# [Passage for review]
For example, playbook styles can vary by:
- Template – Playbooks for responding to redlines of your company’s template should be organized differently from one used solely or primarily to redline or markup counterparty paper. For counterparty paper, keep your mandatory terms for insertion handy. If you do both, combine required features.
- Contract Type – Playbooks that support the review of statements of work will be different from playbooks for negotiating master terms.
- Delivery – Playbooks can be relatively prescriptive or illustrative (I prefer illustrative). They can be relatively dynamic or static (never entirely static).
- Scope – Playbooks may incorporate or be supplemented by separate documentation to support training, illustrate process, or facilitate technology adoption or implementation depending on how your team plays.
- Format – Some people create them in Microsoft Word which is what most legal teams are comfortable with. Others like to use OneNote, PowerPoint or tables to help organize the information, or directly work with other contracting technology.
Technology vs. Playbooks
Contract playbooks and contracting technology should ideally work together. Contract reviewers use contract playbooks during the redlining and negotiation stage of the overall contract lifecycle management process. A good contracting platform will be able to automate your contract playbook into the tool. Where you need playbooks, they should be put in place before you choose, customize, and implement contract technology for better outcomes.
Here are a few publicly available sample playbooks:
- NDA Playbook shared by TechGC
- Procurement Contract Playbook shared by TechGC
- Sample Playbooks from the Association of Corporate Counsel
Because contract playbooks are so specific to the users and organization’s preferences, there is not a one-size-fits-all approach to creating them. In that way, playbooks are like contract templates. Each template is built for a particular need or purpose. While you can leverage another playbook as a starting point, it is important to customize them to your specific needs.
Your positions and negotiation strategy are often unique. How your playbook looks and functions can also be distinct. In addition to capturing required content, invest thought and effort or get the help of someone experienced in playbook design to drive ease of use and satisfaction for your team.

# [What you will do]
a - Answer these about the passage on contract playbooks:
(i) Which delivery style, prescriptive or illustrative, does the writer prefer?
(ii) At what stage of contract lifecycle management do contract reviewers use contract playbooks?
(iii) What are playbooks said to be like, given that there is no one-size-fits-all approach to creating them?
b - Transcribe the passage on contract playbooks from "- Contract Type" up to and including "other contracting technology.".

# [Entries provided]
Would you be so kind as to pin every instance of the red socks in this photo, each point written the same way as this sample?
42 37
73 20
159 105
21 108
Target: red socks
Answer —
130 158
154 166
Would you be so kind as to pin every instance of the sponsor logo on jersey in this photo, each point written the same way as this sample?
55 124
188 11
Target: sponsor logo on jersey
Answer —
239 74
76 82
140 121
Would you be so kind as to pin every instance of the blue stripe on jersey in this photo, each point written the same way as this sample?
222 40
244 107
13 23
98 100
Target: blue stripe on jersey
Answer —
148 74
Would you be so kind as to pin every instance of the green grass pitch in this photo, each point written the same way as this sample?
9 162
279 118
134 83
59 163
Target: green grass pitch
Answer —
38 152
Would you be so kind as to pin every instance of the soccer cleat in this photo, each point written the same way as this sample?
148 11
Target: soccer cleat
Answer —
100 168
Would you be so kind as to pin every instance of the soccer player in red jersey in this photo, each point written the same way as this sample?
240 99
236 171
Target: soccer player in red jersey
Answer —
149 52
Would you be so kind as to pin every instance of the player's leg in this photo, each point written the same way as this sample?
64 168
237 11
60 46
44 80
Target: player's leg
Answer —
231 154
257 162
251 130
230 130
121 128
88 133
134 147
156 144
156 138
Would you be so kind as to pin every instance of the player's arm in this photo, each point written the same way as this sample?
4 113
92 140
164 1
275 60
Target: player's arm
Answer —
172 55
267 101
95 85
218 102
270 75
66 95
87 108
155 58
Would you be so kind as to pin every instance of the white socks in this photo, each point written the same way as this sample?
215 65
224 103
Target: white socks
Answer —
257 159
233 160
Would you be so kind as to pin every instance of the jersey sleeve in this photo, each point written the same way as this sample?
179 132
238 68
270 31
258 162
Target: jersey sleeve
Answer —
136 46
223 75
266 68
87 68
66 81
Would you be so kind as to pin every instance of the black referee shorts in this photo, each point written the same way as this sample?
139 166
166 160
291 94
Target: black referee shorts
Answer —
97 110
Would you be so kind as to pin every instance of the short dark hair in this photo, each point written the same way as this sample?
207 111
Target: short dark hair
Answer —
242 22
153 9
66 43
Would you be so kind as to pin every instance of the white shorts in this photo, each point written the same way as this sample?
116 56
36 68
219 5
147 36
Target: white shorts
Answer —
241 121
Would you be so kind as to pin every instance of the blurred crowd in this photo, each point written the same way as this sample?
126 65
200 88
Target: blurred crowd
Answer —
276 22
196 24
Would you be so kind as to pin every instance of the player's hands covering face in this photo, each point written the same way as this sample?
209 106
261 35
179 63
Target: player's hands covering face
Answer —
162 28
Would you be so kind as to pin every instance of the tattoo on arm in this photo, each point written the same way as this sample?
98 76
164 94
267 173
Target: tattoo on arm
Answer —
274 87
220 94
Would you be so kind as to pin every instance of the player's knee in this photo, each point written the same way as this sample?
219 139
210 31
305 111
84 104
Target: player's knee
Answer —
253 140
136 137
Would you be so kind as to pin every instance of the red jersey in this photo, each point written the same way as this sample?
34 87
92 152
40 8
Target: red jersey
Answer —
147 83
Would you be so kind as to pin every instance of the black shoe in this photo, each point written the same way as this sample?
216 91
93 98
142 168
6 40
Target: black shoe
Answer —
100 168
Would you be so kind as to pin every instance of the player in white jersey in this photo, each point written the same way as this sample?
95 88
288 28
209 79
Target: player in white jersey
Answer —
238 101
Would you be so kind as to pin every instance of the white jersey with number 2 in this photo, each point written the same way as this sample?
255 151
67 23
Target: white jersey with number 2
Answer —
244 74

...

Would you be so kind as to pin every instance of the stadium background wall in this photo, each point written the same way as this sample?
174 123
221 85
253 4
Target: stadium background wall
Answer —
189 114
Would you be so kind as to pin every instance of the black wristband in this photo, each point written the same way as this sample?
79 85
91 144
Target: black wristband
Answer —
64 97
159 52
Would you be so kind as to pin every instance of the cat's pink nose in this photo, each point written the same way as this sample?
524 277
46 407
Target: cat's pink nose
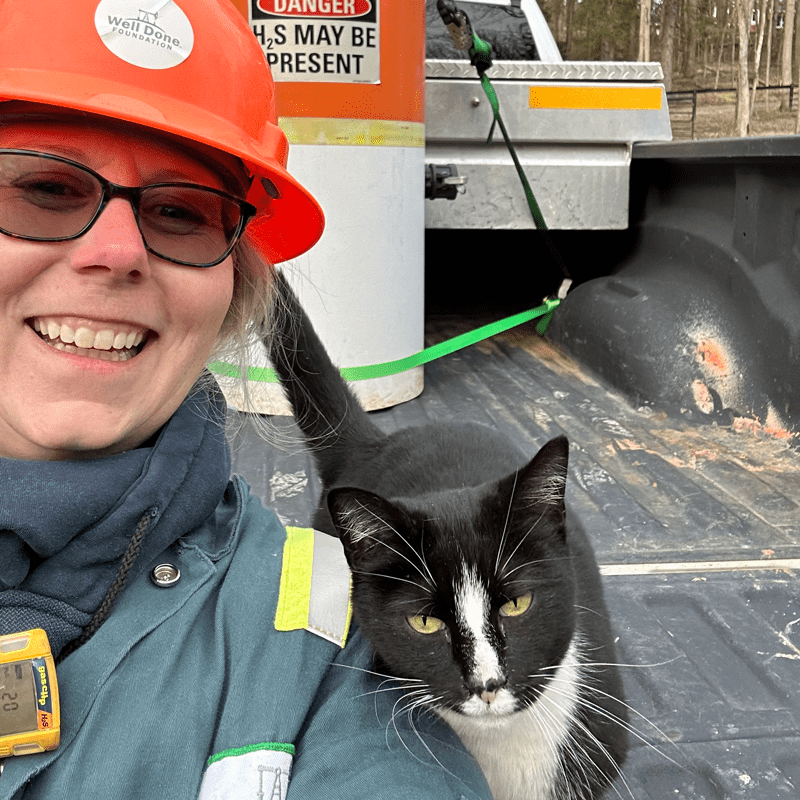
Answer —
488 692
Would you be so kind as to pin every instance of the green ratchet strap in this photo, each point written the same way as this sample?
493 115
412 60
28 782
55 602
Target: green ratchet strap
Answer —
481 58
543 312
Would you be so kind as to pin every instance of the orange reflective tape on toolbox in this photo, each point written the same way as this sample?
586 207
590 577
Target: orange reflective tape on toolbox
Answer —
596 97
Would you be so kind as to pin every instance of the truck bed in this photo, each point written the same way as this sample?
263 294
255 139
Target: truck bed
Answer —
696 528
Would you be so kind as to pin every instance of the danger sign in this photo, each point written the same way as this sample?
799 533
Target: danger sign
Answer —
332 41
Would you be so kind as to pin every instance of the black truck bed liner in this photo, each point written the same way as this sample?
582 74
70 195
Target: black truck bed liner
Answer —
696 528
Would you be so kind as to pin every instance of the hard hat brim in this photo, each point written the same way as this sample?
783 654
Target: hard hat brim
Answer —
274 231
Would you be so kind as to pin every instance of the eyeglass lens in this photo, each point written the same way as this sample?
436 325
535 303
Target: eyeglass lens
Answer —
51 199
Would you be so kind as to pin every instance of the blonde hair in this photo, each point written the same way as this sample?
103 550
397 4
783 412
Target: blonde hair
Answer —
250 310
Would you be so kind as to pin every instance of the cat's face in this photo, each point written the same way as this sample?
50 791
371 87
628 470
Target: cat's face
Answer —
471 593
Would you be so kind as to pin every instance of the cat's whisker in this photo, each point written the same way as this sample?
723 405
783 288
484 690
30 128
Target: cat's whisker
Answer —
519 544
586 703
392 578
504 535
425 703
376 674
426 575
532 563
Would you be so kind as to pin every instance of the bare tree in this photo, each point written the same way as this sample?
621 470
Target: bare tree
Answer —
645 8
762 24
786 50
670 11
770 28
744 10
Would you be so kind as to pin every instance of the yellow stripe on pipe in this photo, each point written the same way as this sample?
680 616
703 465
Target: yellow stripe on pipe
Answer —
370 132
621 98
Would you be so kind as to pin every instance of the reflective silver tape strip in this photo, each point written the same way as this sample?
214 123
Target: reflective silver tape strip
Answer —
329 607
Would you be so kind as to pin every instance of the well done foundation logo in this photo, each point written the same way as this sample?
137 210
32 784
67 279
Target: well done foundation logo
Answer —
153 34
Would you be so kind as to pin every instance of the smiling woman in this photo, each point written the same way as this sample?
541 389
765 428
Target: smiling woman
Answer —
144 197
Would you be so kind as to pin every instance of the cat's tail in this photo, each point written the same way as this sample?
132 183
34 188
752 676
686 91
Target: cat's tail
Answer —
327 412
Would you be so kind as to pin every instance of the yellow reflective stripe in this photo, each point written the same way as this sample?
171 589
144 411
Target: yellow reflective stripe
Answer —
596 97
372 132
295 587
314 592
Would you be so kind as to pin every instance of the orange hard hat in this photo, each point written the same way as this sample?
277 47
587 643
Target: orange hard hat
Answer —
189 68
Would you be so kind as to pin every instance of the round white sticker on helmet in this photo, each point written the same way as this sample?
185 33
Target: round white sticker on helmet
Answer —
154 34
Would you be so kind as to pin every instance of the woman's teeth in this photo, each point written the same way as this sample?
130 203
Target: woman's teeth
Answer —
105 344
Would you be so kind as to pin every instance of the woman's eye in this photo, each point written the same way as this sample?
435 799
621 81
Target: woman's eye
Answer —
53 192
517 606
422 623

# [Responses]
a -
(i) Illustrative.
(ii) The redlining and negotiation stage.
(iii) Contract templates.

b -
- Contract Type – Playbooks that support the review of statements of work will be different from playbooks for negotiating master terms.
- Delivery – Playbooks can be relatively prescriptive or illustrative (I prefer illustrative). They can be relatively dynamic or static (never entirely static).
- Scope – Playbooks may incorporate or be supplemented by separate documentation to support training, illustrate process, or facilitate technology adoption or implementation depending on how your team plays.
- Format – Some people create them in Microsoft Word which is what most legal teams are comfortable with. Others like to use OneNote, PowerPoint or tables to help organize the information, or directly work with other contracting technology.